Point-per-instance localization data
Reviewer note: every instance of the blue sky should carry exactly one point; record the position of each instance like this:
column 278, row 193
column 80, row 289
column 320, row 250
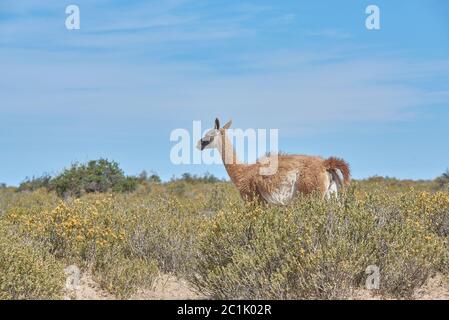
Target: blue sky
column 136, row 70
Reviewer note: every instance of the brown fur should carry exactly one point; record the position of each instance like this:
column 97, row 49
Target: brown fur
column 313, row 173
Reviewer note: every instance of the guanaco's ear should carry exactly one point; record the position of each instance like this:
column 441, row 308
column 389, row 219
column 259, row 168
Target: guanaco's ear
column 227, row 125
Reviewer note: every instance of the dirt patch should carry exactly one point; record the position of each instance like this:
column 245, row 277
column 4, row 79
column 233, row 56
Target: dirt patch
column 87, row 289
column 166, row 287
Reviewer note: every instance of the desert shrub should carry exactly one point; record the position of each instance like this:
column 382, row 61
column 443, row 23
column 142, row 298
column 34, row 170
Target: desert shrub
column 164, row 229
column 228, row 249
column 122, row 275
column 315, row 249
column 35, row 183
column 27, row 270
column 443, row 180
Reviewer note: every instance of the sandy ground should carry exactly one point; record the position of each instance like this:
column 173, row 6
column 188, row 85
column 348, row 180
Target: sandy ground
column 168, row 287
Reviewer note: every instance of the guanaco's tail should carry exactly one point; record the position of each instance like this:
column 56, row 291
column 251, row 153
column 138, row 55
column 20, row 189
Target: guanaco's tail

- _WHAT YOU ARE ASKED TO DO_:
Copy every line of the data above in which the string "tail" appears.

- _SOLUTION_:
Reviewer note: every instance of the guanaco's tail should carry exactly one point; record the position of each instance like this:
Target: guanaco's tail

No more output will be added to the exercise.